▶ _JOB A_
In the search-ranking text, what is the preferred length of each vector Rq?
▶ _JOB B_
Write out the part of the search-ranking text that begins at the words "Such values may" and stops after "the vector Rq.".

▶ _TEXT SECTION_
Such values may be explicitly set by the Buyer-user but in
preferred embodiments are set automatically by the system to reduce
user time and system complexity.
[0123] The system may employ a data structure such as a table of
services, each service having a corresponding Rq vector to weight
the success metrics to that service. The length of each vector Rq
is preferably a constant. Vectors may be added (e.g. for multiple
search services) and the length then normalized to that constant.
The Table in FIG. 10 provides example weights for the vector Rq.
The result values may increase with the absolute success (e.g.
linearly or logarithmically). Thus documents that have higher
absolute views and shares will have a greater vector length, i.e.
they are not normalized.
[0124] The return R may alternatively be a single value, which
represents a certain success metric relevant to the service. This
may be from a single data measurement or aggregate of several data
measurements that are expected to best indicate success for that
service. This solution simplifies the system resources but is less
flexible with respect to the success a service has provided or the
success that is sought be the buyer-user.
[0125] For a given object, the system may determine its score
partly by the magnitude of the return. In an improved embodiment,
the return vector R is multiplied by the search return vector Rq to
return a scalar results relevance score that represents the
magnitude of the return of the object that was relevant to the
service sought. This score may be incorporated with the dimensions
of audience and topics to rank Service Providers.
[0126] FIG. 4A exemplifies a social sharing of a document where the
number of Tweets, Retweets, comments, and Likes are recorded. These
statistics for each event are retrieved by the Scraping Module to
compile values for the return Rd, exemplified in FIG. 4B where the
elements correspond to [registrations, retweets, Likes, views,
Quora upvotes, . . . ].
Seeding Buyer Vectors
[0127] To complement the topic, audience and return vectors of the
data objects, the system creates topic Tq, audience Aq and return
Rq vectors for the search, as part of the search query. The Search
Engine may determine values of these buyer vectors from a) features
specified in the search query, b) the buyer's data object, c) the
objects selected by the buyer-user, d) objects connected to the
buyer in the database, or e) objects similar to the objects in b),
c), and d).
[0128] FIG. 7 illustrates input for a search query comprising
search features, a search document, user-selection of data objects,
and buyer attributes. The search engine locates the set of selected
data objects and buyer object in the database, potentially
expanding the set to include objects that are computer to be
similar. The search engine retrieves the audience, topic and return
vectors for at least some of these objects. A Seeding Module
combines these vectors to create the corresponding buyers vectors.
The combination may be a weighted sum of each vector, where the
weighting is proportional to a proximity score of the object with
respect to the buyer or buyer-selected objects. The vectors are
preferably normalized, e.g. the cumulative mass distribution over
each vector's elements is a predetermined constant.

▶ _INFORMATION SUPPLIED_

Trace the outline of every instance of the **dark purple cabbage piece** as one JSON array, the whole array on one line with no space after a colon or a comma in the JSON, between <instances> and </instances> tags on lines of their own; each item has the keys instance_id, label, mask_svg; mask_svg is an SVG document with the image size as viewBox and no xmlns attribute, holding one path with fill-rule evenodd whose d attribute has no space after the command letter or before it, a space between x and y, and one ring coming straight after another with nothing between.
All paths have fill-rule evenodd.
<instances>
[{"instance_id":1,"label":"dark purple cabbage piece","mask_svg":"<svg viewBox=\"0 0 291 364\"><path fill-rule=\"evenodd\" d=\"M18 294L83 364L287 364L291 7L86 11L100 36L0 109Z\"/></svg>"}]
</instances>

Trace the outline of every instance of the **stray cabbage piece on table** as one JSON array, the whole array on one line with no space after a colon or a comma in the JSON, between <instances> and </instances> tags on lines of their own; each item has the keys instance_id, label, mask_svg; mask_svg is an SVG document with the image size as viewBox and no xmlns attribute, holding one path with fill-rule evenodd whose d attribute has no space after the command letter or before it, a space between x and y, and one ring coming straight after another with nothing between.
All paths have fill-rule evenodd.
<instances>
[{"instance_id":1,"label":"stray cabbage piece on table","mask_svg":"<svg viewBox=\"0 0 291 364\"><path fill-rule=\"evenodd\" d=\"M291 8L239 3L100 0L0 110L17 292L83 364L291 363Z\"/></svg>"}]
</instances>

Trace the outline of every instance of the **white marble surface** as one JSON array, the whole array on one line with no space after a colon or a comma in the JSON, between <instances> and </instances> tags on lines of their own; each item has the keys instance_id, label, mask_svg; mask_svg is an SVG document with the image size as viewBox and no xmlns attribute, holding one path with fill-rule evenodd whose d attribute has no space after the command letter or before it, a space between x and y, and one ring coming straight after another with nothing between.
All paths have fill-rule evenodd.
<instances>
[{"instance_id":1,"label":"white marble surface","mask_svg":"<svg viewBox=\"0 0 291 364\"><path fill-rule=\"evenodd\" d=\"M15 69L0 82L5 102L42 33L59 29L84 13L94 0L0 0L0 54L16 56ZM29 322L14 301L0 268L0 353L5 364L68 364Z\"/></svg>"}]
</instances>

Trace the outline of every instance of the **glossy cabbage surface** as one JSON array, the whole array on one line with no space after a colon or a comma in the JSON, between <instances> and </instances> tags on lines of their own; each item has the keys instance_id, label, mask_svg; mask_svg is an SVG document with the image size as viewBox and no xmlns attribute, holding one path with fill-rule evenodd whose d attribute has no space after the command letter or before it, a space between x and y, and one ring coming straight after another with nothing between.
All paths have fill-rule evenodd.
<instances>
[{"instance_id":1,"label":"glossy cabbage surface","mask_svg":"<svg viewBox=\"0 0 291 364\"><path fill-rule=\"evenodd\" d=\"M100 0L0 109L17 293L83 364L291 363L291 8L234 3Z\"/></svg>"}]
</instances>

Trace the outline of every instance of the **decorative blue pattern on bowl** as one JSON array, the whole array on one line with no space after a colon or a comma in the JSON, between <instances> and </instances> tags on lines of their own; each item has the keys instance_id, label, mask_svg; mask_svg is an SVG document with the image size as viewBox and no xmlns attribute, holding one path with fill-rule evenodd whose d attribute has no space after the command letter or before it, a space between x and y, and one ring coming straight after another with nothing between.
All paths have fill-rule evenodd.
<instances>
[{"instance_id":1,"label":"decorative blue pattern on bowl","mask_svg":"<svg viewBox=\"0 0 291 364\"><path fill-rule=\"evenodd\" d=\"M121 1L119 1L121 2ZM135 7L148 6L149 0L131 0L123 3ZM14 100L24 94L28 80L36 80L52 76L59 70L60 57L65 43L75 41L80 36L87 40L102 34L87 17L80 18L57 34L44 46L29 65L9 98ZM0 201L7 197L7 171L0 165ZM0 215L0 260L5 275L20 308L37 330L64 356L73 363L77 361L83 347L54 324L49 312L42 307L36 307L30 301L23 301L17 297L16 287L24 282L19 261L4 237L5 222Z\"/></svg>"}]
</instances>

▶ _TASK ANSWER A_
Each vector Rq preferably has a constant length.

▶ _TASK ANSWER B_
Such values may be explicitly set by the Buyer-user but in
preferred embodiments are set automatically by the system to reduce
user time and system complexity.
[0123] The system may employ a data structure such as a table of
services, each service having a corresponding Rq vector to weight
the success metrics to that service. The length of each vector Rq
is preferably a constant. Vectors may be added (e.g. for multiple
search services) and the length then normalized to that constant.
The Table in FIG. 10 provides example weights for the vector Rq.